## Exercise data
━━━━━━━━━━
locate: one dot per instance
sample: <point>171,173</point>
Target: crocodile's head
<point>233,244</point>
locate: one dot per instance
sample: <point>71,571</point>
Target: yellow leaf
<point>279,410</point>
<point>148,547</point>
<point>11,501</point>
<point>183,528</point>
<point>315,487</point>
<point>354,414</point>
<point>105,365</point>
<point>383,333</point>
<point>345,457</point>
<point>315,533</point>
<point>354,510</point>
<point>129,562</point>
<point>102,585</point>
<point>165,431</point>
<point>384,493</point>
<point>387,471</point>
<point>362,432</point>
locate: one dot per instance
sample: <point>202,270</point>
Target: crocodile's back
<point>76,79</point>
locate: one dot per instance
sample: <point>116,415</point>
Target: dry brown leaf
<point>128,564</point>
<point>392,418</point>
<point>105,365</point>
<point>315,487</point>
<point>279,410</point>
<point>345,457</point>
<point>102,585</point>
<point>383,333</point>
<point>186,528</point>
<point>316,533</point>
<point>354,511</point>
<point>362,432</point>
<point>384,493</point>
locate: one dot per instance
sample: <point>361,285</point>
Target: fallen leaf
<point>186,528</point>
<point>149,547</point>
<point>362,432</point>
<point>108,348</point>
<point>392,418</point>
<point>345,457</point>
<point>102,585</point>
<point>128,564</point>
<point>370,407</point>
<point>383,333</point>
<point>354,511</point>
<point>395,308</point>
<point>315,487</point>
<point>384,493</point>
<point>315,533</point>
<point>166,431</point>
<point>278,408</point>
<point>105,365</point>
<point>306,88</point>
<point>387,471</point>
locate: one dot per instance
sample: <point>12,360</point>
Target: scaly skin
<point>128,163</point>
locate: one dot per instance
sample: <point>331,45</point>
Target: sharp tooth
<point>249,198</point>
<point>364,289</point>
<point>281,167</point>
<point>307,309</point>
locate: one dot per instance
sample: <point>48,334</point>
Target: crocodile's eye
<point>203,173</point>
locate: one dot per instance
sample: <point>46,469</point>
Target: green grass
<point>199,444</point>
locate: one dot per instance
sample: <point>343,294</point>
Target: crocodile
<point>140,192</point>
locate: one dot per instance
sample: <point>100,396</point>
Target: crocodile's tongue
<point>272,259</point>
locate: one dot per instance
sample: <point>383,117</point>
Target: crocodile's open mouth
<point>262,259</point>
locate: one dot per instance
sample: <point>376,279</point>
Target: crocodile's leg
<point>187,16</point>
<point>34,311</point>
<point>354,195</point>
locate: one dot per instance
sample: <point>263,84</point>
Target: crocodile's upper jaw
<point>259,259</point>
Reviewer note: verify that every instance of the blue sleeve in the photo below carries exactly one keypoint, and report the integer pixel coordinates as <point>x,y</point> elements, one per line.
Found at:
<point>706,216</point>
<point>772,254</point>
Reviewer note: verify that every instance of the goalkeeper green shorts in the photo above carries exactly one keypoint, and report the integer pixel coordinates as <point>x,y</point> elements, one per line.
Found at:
━━━━━━━━━━
## Brief
Copy out the lines word for word, beginning with the first line of the records and ending after the line that contains "<point>203,173</point>".

## Complete output
locate: one dot per instance
sample: <point>171,173</point>
Target: crocodile's head
<point>233,244</point>
locate: one dot per instance
sample: <point>71,571</point>
Target: yellow leaf
<point>279,410</point>
<point>148,547</point>
<point>11,501</point>
<point>183,528</point>
<point>315,487</point>
<point>354,414</point>
<point>105,365</point>
<point>383,333</point>
<point>345,457</point>
<point>315,533</point>
<point>354,510</point>
<point>129,562</point>
<point>102,585</point>
<point>165,431</point>
<point>384,493</point>
<point>387,471</point>
<point>362,432</point>
locate: one dot per instance
sample: <point>202,270</point>
Target: crocodile's back
<point>76,79</point>
locate: one dot per instance
sample: <point>116,415</point>
Target: dry brown leaf
<point>128,564</point>
<point>392,418</point>
<point>105,365</point>
<point>315,487</point>
<point>279,410</point>
<point>345,457</point>
<point>102,585</point>
<point>383,333</point>
<point>186,528</point>
<point>316,533</point>
<point>354,511</point>
<point>362,432</point>
<point>384,493</point>
locate: one dot per instance
sample: <point>361,285</point>
Target: fallen leaf
<point>186,528</point>
<point>149,547</point>
<point>362,432</point>
<point>108,348</point>
<point>392,418</point>
<point>345,457</point>
<point>102,585</point>
<point>128,564</point>
<point>370,407</point>
<point>383,333</point>
<point>354,511</point>
<point>395,308</point>
<point>315,487</point>
<point>384,493</point>
<point>315,533</point>
<point>166,431</point>
<point>278,408</point>
<point>105,365</point>
<point>306,88</point>
<point>387,471</point>
locate: one dot per instance
sample: <point>12,360</point>
Target: scaly skin
<point>128,163</point>
locate: one dot per instance
sample: <point>331,45</point>
Target: sharp tooth
<point>249,198</point>
<point>364,289</point>
<point>281,167</point>
<point>307,309</point>
locate: one dot per instance
sample: <point>48,334</point>
Target: crocodile's eye
<point>203,173</point>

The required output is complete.